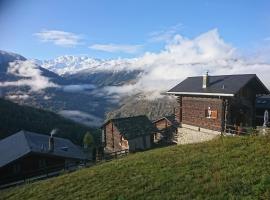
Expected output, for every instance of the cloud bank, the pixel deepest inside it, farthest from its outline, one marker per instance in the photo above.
(116, 48)
(60, 38)
(183, 57)
(31, 76)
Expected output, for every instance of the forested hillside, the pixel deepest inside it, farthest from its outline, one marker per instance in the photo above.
(14, 117)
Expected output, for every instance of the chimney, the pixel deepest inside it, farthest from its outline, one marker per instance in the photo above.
(51, 144)
(205, 80)
(51, 140)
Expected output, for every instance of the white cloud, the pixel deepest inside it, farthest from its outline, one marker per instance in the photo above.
(112, 48)
(18, 96)
(81, 117)
(165, 35)
(30, 75)
(78, 88)
(183, 57)
(60, 38)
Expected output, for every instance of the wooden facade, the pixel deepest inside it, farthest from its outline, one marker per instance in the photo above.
(114, 141)
(166, 128)
(33, 165)
(132, 133)
(225, 107)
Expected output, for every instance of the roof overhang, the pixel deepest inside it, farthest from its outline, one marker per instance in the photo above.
(201, 94)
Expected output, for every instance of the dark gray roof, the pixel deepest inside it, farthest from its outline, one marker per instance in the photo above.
(225, 85)
(23, 143)
(170, 118)
(132, 127)
(263, 102)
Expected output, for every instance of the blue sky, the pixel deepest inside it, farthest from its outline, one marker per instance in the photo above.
(124, 28)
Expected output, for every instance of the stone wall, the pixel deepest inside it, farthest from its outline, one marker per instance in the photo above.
(114, 140)
(194, 112)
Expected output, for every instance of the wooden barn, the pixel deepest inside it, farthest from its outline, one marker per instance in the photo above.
(132, 133)
(166, 129)
(218, 103)
(27, 154)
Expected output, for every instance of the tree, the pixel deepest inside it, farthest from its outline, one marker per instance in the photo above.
(88, 140)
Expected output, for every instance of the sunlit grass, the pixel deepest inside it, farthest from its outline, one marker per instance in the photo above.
(225, 168)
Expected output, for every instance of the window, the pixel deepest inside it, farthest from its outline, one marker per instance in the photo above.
(42, 163)
(16, 168)
(211, 114)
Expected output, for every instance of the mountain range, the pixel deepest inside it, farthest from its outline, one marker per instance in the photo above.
(75, 87)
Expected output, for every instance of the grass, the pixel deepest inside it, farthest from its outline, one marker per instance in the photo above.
(225, 168)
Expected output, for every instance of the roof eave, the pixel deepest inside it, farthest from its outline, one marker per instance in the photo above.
(201, 94)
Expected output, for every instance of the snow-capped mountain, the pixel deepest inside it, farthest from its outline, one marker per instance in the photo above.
(67, 65)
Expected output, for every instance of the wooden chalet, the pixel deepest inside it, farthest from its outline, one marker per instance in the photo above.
(166, 129)
(130, 133)
(217, 103)
(27, 154)
(262, 104)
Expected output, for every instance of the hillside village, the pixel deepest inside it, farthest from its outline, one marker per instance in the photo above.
(208, 107)
(134, 100)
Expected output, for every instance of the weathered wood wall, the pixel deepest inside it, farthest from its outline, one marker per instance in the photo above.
(194, 108)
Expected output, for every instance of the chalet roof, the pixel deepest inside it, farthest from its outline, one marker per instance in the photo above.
(132, 127)
(169, 118)
(24, 142)
(263, 102)
(224, 85)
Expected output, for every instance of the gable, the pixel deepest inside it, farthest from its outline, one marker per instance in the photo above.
(226, 85)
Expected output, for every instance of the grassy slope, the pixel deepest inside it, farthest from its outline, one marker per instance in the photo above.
(221, 169)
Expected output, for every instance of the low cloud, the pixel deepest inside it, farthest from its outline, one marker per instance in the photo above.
(113, 48)
(30, 75)
(18, 96)
(166, 34)
(78, 88)
(183, 57)
(81, 117)
(60, 38)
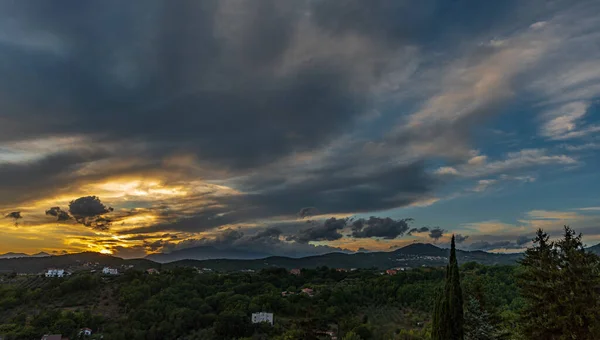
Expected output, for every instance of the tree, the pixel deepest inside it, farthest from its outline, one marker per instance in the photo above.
(559, 282)
(448, 318)
(351, 336)
(478, 325)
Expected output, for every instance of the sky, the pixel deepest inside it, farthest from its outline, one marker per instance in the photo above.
(297, 127)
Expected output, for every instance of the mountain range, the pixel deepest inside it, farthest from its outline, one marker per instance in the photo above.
(414, 255)
(20, 255)
(206, 253)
::::::::::
*TASK PROMPT*
The whole listing is to be written out exactly; the pictures stay out of the copy.

*ANSWER SPACE*
Expected output, for every instance of the cloud bank, the pixel deepest inside it, farthest from its outline, one marker per instance in the photo above.
(116, 48)
(60, 38)
(183, 57)
(31, 76)
Expected output, for every instance of the forested hillside, the pixel deepest inside it, farthest from its outline, one marker per instance in the photo above.
(14, 117)
Expected output, for every instance of the chimney, the pixel deepest inside it, farthest from its outline, one marker per instance in the photo above.
(51, 144)
(205, 80)
(51, 140)
Expected output, for every instance of the white cloud, the pixel deepest inside it, farthest from its outline, one marker per instance in the photo above.
(112, 48)
(18, 96)
(81, 117)
(165, 35)
(30, 75)
(78, 88)
(183, 57)
(60, 38)
Expected output, for every instance of the wooden facade, the pixel deepest inside it, farthest from its outline, one marker per instance in the photo above.
(114, 141)
(166, 128)
(33, 165)
(132, 133)
(225, 107)
Expected output, for every instance of the roof overhang, the pixel deepest inside it, farthest from its outline, one marker per instance in the photo above.
(201, 94)
Expected output, for every instance of the dark gray roof, the pixel deepest inside it, farthest from its outline, one marker per instance in the photo above.
(225, 85)
(23, 143)
(170, 118)
(132, 127)
(263, 102)
Expected output, for every instance of the blue sky, the pixel deepest inside it, farthest from its outline, one marker per instance in the photo above.
(124, 28)
Expected output, for every instance of the stone wall, the pixel deepest inside it, farthest from its outline, one marker per instance in the photo above.
(114, 140)
(194, 112)
Expected output, for every instance of the wooden barn, the pixel deepest inside it, farthest from its outline, one marker per instance in the photo above.
(132, 133)
(166, 129)
(218, 103)
(27, 154)
Expected output, for every instance of the tree, the pixel deepest inside it, farthest from its outline, one marker per instance in the photo above.
(88, 140)
Expected output, for every instance of the sunlit grass, the pixel deepest inside it, farthest from its outline, one marker per instance in the photo above.
(225, 168)
Expected output, for every instance of the window, the pixel deepest inside it, farthest from its outline, one marker per instance in the photo above.
(42, 163)
(16, 168)
(211, 114)
Expected output, for every instance of the mountain range, the pixel deepest inside it, farthest from its outline, one marker per instance in the photo above.
(75, 87)
Expected output, for every instance of the grass, the pixel deepest inside it, farthest from its outline, one marker per instance in the photo above.
(225, 168)
Expected output, for every instance of the roof eave, the pixel deepest inside it, farthest from its outline, one marker per instance in the photo above.
(201, 94)
Expected output, for every instance of the snow-capped mountain, the pixel deepest inside it, farthest from its outline, one marker per instance in the photo above.
(67, 65)
Expected output, for every instance of the wooden chalet, the pixel deepest inside it, farthest from its outline, one marker per instance in the photo above.
(166, 129)
(130, 133)
(217, 103)
(27, 154)
(262, 104)
Expected output, for every instance of the hillside village, the pixel deepest inside it, farthest from its outline, one marker per instance in the photo above.
(208, 107)
(134, 100)
Expected output, for every instance of the weathered wood wall, the pixel deepest inside it, farthest from its outline, one marker per instance in the photo above.
(194, 108)
Expected output, for every instance of the chalet roof, the pixel deepest inside it, farthest from its outline, one marker per instance in the photo above.
(132, 127)
(169, 118)
(24, 142)
(263, 102)
(224, 85)
Expected output, for every instance of the gable, the pixel deepest inside it, farthest from its outline, one marker per instance in the photo above.
(226, 85)
Expected output, for every instance of the grassy slope, the pixel deepest inside it, farthest from its outline, one marker per instance in the photo above.
(221, 169)
Expected output, for every instance of the low cloud, the pixel deepest inside it, farthest from its outline, one marker per instance in the photo above.
(113, 48)
(30, 75)
(18, 96)
(166, 34)
(78, 88)
(183, 57)
(81, 117)
(60, 38)
Expected output, for every instance of the tree, the pixel deepest inside it, farthest from its outline, one marker per instance in the photo above.
(559, 282)
(448, 318)
(351, 336)
(478, 325)
Expected output, for every instance of the sky, the pixel deepest inside it, farthest from its outline, one marker per instance in the photo above.
(297, 127)
Expected output, for every instance of the mountain range, the pixel deepest inside it, farthest from its outline, one marker per instance in the photo above.
(414, 255)
(20, 255)
(206, 253)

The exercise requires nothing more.